Remember: Press F11 for a full screen view of this page.
" High Spy via Nitting Haws "
Date & start time: 2nd July 2011, 10.25 am start.
Location of Start : The Hollows Farm Road, Grange, Borrowdale, Cumbria, Uk ( NY 252 174 )
Places visited : Cockley Haws, Nitting Haws, Minum Crag, High Spy, Rigg Head Quarries, Alledale Ramble alongside Castle Crag, and back past Hollins Farm campsites.
Walk details : 5.75 mls, 2250 ft of ascent, 5 hrs 50 mins including lunch and tea.
Highest point : High Spy, 2143 ft - 653 m.
Walked with : John, John, John, Jo, Ann and the dogs, Polly, Amber, Harry and Bethan.
Weather : Summer sunshine and blue skies with excellent visibility.
John Grayson and John Davenport are friends and fellow Loweswatercam viewers from Chelmsford, who are up on holiday in the lakes this week.
[ Alter the settings to zoom or change the Map, use Everytrail to download the Gps route ]
Today's route duplicates a walk that Ann, John and Jo did back in 2008 but I missed out on at that time.
I thought I hadn't done it at all, but looking back through the paper archives
Ann remembered we did it with the children in 1988 . . . time to get re-acquainted.
Driving round from Loweswater, we took the road under Catbells and entered Grange Village on the minor road from Manesty.
Our planned route for today can be imagined by looking above the white house.
Climb up through the bracken to Nitting Haws, the second bump from the left, the one under the little fluffy white cloud. From there we climbed up onto the ridge and over to High Spy, over the quarries and down the back back of the crags, back into the Borrowdale valley.
Technically this little bump is known as Swanesty How
but we skirt round it, alongside the trees and head for the bright green area behind . . . there's more sunshine there after all !
Looking up Borrowdale at the impressive Castle Crag . . . a delight to see from any direction.
It's a warm day so Harry takes advantage of a small pool to cool down.
The other dogs were not far behind.
A passing shadow makes the foreground rather dark, but highlights the sky as we start our climb.
A short while later we are considerably higher
and our view of Borrowdale, Grange Village and Derwent Water is expanding all the time.
John, John, John, Jo and Ann on Cockley How.
High White Rake is up to the right, Low White Rake down behind the first John, but we'll take the more graded path across the fell side.
It climbs left under the steep crags and trees, heading for Nitting Haws behind.
A good track but not one shown clearly on the map . . . the 1:25k shows just part of it but not the whole path.

******************************

Problems:
[1] Quote the part of the walk report that opens with the words containing "Weather : Summer" and closes with "road from Manesty.".
[2] Lay out the records as a JSON list of strings, one string per line and no blank lines. Cover only the part that opens with the line containing "Question. Indicate one point for each instance of the tree" and runs through the end of the records, and leave the pictures out.
The walk report above has no connection to the records that come after it.

******************************

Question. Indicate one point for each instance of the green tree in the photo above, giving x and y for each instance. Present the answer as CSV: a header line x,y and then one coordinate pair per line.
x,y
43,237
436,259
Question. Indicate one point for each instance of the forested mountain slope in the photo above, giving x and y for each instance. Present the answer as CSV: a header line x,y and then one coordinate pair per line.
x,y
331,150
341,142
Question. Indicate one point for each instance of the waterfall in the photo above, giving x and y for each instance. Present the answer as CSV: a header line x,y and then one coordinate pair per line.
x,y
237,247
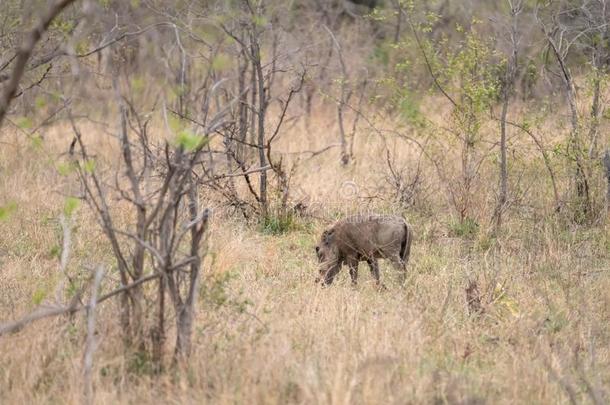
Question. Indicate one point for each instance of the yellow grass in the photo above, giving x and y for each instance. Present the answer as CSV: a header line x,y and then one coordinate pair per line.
x,y
278,338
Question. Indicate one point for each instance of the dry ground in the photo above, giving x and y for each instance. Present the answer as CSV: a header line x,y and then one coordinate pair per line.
x,y
266,334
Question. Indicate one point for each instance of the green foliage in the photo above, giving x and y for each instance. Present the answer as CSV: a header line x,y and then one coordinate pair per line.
x,y
467,228
138,84
279,224
184,137
89,166
7,210
189,141
24,123
40,102
221,62
65,168
70,205
215,293
39,295
36,141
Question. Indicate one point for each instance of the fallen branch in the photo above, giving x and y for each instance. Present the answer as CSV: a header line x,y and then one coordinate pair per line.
x,y
25,52
48,311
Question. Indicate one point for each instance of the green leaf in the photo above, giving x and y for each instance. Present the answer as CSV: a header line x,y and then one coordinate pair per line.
x,y
38,296
40,102
190,141
138,83
36,141
221,62
70,205
7,210
65,168
24,123
89,166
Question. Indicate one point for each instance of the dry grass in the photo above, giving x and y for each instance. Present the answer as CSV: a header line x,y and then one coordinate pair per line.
x,y
266,334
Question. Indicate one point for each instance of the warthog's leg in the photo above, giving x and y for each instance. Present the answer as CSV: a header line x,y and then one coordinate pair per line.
x,y
400,266
374,266
331,273
353,270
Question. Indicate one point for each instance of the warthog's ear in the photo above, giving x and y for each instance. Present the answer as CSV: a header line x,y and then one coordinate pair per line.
x,y
328,235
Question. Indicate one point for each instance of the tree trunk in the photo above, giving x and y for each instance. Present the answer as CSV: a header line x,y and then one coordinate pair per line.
x,y
262,108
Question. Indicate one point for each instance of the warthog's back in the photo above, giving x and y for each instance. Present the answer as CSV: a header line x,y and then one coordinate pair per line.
x,y
371,235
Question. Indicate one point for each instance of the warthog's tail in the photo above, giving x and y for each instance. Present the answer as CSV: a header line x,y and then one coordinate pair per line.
x,y
405,245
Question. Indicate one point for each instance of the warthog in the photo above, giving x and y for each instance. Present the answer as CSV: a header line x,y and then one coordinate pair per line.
x,y
364,238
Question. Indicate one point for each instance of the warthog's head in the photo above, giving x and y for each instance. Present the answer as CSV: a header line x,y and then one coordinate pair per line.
x,y
328,257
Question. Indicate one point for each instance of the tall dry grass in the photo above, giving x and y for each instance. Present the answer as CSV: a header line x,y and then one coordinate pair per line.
x,y
266,334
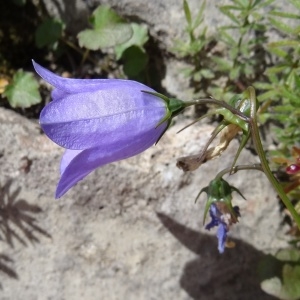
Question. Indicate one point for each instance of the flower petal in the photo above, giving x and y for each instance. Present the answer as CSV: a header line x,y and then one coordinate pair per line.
x,y
222,234
76,167
72,86
90,119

******************************

Outputs in order:
[1]
Weather : Summer sunshine and blue skies with excellent visibility.
John Grayson and John Davenport are friends and fellow Loweswatercam viewers from Chelmsford, who are up on holiday in the lakes this week.
[ Alter the settings to zoom or change the Map, use Everytrail to download the Gps route ]
Today's route duplicates a walk that Ann, John and Jo did back in 2008 but I missed out on at that time.
I thought I hadn't done it at all, but looking back through the paper archives
Ann remembered we did it with the children in 1988 . . . time to get re-acquainted.
Driving round from Loweswater, we took the road under Catbells and entered Grange Village on the minor road from Manesty.

[2]
[
  "Question. Indicate one point for each instance of the tree trunk in the photo above, giving x and y for each instance. Present the answer as CSV: a header line x,y and then one coordinate pair per line.",
  "x,y",
  "262,108",
  "Question. Indicate one point for each instance of the warthog's back in the photo above, giving x and y for each instance. Present the answer as CSV: a header line x,y and then one coordinate pair per line.",
  "x,y",
  "371,235",
  "Question. Indicate one point for each instance of the warthog's tail in the photo above, giving x and y for each instance. Present the answer as CSV: a header line x,y and then one coordinate pair per line.",
  "x,y",
  "405,245",
  "Question. Indicate one point for each instance of the warthog in the photo above, giving x and y for each instance. Present the answer as CSV: a header line x,y and then one coordinate pair per line.",
  "x,y",
  "364,238",
  "Question. Indicate one point for each instance of the warthog's head in the photo above, giving x and y for each instance. Present the answer as CSV: a header line x,y and then one coordinate pair per line.",
  "x,y",
  "328,257",
  "Question. Indicate one point for each instance of the tall dry grass in the photo above, giving x and y for each instance. Present the answer as CSV: a header line x,y and then one coordinate pair per line.",
  "x,y",
  "266,334",
  "Question. Indicate one point for each instance of the flower petal in the photo above, giving x and y for each instance. Present the answer as CSV: a header line x,y and then one coordinate pair per line.",
  "x,y",
  "222,234",
  "76,167",
  "72,86",
  "90,119"
]